── Entries supplied ──

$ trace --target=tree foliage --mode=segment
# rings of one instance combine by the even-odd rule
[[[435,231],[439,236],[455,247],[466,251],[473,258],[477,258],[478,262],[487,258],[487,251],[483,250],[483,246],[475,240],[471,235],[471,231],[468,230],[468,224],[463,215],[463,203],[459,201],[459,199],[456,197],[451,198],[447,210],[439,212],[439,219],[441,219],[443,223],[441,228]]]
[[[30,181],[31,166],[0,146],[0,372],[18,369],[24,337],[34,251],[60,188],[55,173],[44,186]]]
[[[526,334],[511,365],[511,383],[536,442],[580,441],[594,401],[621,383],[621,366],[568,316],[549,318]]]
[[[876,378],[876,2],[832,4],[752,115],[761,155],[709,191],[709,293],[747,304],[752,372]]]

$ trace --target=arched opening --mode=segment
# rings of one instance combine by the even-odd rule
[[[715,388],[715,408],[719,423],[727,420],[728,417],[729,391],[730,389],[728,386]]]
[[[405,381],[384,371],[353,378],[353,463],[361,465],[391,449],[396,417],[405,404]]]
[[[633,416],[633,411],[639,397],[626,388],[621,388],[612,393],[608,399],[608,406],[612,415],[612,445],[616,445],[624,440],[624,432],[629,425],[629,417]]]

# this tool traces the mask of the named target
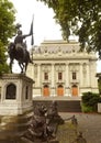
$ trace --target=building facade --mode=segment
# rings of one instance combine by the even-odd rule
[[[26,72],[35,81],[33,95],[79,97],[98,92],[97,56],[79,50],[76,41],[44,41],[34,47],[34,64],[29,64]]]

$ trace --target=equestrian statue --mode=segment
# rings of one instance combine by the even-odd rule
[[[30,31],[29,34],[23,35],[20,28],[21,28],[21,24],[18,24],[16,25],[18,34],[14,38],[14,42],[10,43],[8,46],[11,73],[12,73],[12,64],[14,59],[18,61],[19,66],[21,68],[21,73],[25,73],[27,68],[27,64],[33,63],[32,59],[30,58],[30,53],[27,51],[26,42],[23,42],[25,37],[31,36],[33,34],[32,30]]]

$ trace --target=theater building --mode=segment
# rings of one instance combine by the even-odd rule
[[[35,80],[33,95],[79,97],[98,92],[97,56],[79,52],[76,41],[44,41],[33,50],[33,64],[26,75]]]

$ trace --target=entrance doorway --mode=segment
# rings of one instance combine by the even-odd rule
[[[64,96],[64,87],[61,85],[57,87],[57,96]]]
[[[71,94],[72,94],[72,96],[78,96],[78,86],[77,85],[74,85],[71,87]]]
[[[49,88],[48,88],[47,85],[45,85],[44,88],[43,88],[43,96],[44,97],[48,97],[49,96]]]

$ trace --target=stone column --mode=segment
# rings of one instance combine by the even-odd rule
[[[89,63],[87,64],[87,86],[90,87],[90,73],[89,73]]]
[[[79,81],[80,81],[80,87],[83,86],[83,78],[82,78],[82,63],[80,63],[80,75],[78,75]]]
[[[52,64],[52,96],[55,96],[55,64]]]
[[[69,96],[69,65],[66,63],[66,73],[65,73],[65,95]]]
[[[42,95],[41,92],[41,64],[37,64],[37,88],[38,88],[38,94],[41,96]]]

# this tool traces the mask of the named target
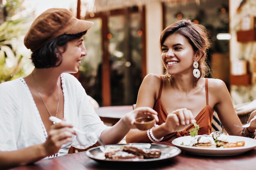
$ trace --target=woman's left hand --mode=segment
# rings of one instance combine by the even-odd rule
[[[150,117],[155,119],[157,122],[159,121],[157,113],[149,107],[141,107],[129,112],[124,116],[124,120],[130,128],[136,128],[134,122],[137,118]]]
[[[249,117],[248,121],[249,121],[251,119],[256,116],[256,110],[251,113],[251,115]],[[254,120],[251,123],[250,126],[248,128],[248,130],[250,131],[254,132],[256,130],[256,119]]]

───

* [Given task]
Please write out all the data again word for word, but not the pictures.

* [Solution to this exercise]
$ trace --target=tree foliage --mode=segment
# rings of one instance combine by the even-odd rule
[[[435,231],[439,236],[455,247],[466,251],[473,258],[477,258],[478,262],[487,258],[487,251],[483,250],[483,246],[475,240],[471,235],[471,231],[468,230],[468,224],[463,215],[463,203],[459,201],[459,199],[456,197],[451,198],[447,210],[439,212],[439,219],[441,219],[443,223],[441,228]]]
[[[30,181],[31,166],[0,146],[0,372],[18,369],[24,337],[34,251],[60,188],[55,173],[44,186]]]
[[[526,334],[511,365],[511,383],[536,442],[580,441],[594,401],[621,383],[621,366],[568,316],[549,318]]]
[[[876,378],[876,2],[832,4],[752,115],[761,155],[709,191],[709,293],[747,304],[752,372]]]

$ trace --target=arched opening --mode=segment
# rings of one instance combine by the even-odd rule
[[[715,388],[715,408],[719,423],[727,420],[728,417],[729,391],[730,389],[728,386]]]
[[[405,381],[384,371],[353,378],[353,463],[361,465],[391,449],[396,417],[405,404]]]
[[[633,416],[633,411],[639,397],[626,388],[621,388],[612,393],[608,399],[608,406],[612,415],[612,445],[616,445],[624,440],[624,432],[629,425],[629,417]]]

# this tool traces the mask of the named target
$ trace --target=building facade --mode=segment
# rings of one instance combine by the even-odd rule
[[[26,72],[35,81],[33,95],[79,97],[98,92],[97,56],[79,50],[76,41],[44,41],[34,47],[34,64],[29,64]]]

$ trace --target=equestrian statue --mode=segment
# rings of one instance combine by the even-odd rule
[[[30,31],[29,34],[23,35],[20,28],[21,28],[21,24],[18,24],[16,25],[18,34],[14,38],[14,42],[10,43],[8,46],[11,73],[12,73],[12,64],[14,59],[18,61],[19,66],[21,68],[21,73],[25,73],[27,68],[27,64],[33,63],[32,59],[30,58],[30,53],[27,51],[26,42],[23,42],[25,37],[31,36],[33,34],[32,30]]]

$ trace --target=theater building --mode=segment
# rings of one instance combine by the even-odd rule
[[[35,80],[33,95],[79,97],[98,92],[97,56],[79,52],[76,41],[44,41],[33,50],[33,64],[26,75]]]

$ trace --target=entrance doorway --mode=segment
# rings of one instance combine by the even-odd rule
[[[64,96],[64,87],[61,85],[57,87],[57,96]]]
[[[71,94],[72,94],[72,96],[78,96],[78,86],[77,85],[74,85],[71,87]]]
[[[49,88],[48,88],[47,85],[45,85],[44,88],[43,88],[43,96],[44,97],[48,97],[49,96]]]

$ trace --target=stone column --mode=segment
# rings of one instance combine by the even-odd rule
[[[89,63],[87,64],[87,86],[90,87],[90,73],[89,73]]]
[[[79,81],[80,81],[80,87],[83,86],[83,78],[82,78],[82,63],[80,63],[80,75],[78,75]]]
[[[52,64],[52,96],[55,96],[55,64]]]
[[[69,96],[69,65],[66,63],[66,73],[65,73],[65,95]]]
[[[42,95],[41,92],[41,64],[37,64],[37,88],[38,88],[38,94],[41,96]]]

# this tool traces the mask of the named target
$ trace --target=woman's left hand --mode=segment
# rings of one instance combine by the even-odd rule
[[[150,117],[155,119],[157,122],[159,121],[157,113],[149,107],[141,107],[129,112],[124,116],[124,120],[130,128],[136,128],[134,122],[137,118]]]
[[[249,117],[248,121],[249,121],[251,119],[256,116],[256,110],[251,113],[251,115]],[[254,120],[251,123],[250,126],[248,128],[248,130],[250,131],[254,132],[256,130],[256,119]]]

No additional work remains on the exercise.